*Assigned task*:
Return, from the material below, each line in which the word "railing" is present.
========================
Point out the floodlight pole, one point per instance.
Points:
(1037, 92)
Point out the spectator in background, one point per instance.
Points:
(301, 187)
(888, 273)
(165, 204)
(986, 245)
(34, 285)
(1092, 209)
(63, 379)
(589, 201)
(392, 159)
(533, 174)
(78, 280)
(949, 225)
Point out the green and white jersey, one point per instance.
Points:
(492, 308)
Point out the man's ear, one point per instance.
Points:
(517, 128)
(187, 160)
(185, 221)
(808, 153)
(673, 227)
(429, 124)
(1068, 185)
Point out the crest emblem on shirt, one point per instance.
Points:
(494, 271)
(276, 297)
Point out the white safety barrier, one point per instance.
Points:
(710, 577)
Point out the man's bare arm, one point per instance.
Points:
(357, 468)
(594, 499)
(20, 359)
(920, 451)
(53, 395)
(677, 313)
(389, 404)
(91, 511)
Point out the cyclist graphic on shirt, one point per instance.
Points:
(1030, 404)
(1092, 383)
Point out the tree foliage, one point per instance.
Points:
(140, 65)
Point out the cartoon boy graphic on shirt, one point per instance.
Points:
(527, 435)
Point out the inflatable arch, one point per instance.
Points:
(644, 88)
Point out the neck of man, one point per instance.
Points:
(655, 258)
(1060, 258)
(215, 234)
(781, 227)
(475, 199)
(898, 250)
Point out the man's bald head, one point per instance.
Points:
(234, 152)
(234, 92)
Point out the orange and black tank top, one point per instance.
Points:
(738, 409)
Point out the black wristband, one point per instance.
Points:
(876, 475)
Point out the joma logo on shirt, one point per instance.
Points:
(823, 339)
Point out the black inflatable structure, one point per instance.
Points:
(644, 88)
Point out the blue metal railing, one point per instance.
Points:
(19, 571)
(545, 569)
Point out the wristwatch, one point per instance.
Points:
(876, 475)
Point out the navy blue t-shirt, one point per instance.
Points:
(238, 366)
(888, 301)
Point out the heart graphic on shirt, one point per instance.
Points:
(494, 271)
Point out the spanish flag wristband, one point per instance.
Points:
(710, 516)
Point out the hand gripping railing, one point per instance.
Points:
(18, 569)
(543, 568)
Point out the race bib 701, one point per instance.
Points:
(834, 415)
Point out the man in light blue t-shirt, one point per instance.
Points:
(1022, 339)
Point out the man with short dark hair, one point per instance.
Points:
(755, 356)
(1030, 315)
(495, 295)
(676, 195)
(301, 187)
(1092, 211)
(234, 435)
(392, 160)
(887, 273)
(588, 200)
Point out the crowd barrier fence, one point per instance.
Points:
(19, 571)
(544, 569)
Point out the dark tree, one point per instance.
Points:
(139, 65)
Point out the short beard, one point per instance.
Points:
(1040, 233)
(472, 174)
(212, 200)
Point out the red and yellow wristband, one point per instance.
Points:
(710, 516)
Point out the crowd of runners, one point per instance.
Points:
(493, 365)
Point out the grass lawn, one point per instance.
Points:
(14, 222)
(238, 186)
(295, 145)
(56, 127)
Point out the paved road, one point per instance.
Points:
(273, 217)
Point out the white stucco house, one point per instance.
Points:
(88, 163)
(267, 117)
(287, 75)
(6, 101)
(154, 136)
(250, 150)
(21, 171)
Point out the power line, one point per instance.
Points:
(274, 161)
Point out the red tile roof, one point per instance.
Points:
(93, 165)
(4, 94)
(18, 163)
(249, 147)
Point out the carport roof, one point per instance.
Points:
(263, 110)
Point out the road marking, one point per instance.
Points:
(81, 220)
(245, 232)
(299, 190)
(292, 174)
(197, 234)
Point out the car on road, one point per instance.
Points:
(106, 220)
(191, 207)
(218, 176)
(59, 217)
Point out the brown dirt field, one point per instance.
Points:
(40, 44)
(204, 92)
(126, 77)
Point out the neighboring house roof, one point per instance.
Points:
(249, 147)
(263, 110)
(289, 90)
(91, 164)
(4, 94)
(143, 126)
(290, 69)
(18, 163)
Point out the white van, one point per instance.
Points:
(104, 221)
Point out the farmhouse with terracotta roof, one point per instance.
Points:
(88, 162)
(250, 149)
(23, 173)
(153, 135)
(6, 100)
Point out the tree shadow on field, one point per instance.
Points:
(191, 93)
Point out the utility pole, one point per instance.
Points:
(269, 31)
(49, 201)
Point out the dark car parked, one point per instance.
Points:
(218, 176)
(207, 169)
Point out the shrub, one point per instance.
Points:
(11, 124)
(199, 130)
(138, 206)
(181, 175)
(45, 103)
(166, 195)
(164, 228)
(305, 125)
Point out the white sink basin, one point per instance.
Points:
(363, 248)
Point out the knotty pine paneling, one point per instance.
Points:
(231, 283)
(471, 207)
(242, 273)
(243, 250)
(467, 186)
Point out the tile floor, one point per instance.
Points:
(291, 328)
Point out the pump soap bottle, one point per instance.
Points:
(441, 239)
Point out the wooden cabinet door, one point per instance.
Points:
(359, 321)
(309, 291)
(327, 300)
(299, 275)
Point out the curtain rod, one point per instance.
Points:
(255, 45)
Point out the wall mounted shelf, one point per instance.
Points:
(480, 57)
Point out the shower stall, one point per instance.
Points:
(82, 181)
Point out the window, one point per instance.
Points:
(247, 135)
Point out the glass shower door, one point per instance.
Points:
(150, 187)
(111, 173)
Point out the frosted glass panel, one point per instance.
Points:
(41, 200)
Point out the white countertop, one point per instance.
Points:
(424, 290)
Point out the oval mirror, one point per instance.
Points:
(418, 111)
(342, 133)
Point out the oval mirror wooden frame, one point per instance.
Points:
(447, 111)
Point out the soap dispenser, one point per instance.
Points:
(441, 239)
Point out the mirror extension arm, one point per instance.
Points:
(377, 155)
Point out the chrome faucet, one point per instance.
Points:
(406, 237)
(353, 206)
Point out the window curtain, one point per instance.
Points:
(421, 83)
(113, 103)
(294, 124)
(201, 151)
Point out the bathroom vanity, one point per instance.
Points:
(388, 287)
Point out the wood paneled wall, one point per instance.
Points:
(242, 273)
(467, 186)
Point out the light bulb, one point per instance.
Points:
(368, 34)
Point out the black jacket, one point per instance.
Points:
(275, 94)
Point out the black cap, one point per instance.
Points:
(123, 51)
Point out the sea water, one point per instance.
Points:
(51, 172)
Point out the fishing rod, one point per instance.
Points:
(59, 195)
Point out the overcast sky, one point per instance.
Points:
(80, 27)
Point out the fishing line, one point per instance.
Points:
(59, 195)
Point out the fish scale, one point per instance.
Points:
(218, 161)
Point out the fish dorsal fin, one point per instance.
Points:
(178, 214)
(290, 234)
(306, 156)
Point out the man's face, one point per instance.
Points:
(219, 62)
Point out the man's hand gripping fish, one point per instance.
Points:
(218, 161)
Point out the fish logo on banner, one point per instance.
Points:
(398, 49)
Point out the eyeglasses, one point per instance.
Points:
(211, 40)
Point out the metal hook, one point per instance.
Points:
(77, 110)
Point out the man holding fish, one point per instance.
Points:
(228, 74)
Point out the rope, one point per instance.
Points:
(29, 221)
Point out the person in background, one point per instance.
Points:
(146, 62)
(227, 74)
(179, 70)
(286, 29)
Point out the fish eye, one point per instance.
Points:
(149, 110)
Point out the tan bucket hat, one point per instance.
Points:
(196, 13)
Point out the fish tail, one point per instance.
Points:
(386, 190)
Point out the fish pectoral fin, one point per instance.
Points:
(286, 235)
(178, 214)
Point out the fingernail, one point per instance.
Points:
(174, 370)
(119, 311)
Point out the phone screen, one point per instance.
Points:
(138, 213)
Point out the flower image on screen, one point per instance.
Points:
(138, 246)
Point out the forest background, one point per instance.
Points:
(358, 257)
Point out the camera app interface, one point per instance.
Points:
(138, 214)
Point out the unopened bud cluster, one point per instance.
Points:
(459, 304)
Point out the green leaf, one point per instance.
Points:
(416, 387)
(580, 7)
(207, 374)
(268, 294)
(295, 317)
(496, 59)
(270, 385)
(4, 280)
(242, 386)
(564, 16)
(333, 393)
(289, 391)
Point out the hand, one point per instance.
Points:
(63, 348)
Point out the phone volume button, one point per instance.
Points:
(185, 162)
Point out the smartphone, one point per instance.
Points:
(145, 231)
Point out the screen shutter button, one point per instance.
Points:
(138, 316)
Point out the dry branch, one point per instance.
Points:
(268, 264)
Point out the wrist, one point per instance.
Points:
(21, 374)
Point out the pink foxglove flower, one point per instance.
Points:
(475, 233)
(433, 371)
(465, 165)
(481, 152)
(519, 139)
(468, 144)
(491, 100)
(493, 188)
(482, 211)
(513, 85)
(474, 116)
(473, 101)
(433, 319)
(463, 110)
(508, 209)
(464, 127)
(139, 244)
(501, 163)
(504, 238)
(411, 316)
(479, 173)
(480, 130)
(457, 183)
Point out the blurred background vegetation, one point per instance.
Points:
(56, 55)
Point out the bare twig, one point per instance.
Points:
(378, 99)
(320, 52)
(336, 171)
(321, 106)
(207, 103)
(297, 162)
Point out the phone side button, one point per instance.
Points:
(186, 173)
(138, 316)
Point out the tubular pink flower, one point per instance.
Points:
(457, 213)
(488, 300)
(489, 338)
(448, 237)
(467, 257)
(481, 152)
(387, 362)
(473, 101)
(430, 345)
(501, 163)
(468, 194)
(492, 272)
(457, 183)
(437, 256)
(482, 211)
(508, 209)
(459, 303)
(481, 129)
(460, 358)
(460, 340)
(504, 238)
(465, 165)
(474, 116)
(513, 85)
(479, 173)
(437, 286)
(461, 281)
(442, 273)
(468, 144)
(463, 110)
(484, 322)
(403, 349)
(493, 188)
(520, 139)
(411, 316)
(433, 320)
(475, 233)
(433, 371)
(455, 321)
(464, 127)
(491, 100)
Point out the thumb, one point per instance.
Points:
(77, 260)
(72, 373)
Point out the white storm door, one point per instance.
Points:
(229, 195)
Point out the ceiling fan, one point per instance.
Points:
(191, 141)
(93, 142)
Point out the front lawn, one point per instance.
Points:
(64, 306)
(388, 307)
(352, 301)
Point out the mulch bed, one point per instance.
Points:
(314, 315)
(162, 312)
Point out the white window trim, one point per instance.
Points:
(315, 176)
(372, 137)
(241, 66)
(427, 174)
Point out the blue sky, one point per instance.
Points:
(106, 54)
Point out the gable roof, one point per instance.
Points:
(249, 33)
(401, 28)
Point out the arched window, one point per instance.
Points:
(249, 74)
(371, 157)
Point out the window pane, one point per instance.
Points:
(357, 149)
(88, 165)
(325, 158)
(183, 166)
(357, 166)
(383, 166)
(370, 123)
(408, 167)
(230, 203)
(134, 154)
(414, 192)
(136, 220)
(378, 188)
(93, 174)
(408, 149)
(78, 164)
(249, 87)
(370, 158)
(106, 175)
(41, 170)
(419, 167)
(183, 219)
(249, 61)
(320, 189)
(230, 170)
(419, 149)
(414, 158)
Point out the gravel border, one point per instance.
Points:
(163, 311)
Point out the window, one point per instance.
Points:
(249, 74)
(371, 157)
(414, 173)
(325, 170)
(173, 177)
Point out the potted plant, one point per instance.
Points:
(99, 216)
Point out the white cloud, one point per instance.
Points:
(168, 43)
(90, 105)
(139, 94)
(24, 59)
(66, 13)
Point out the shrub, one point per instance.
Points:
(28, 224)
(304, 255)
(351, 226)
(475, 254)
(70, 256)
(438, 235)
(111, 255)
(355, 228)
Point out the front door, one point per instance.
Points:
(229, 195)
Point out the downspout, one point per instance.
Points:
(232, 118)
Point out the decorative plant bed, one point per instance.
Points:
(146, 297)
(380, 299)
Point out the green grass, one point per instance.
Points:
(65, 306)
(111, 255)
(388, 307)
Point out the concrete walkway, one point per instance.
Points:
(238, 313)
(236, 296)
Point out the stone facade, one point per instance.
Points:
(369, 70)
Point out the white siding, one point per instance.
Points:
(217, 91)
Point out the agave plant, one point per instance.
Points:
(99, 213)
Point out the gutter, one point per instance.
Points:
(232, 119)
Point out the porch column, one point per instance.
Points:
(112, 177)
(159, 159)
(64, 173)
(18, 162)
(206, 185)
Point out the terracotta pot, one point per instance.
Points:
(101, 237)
========================
*Task solution*:
Point out the blue metal railing, one point per instance.
Point out the hand gripping railing, one point per instance.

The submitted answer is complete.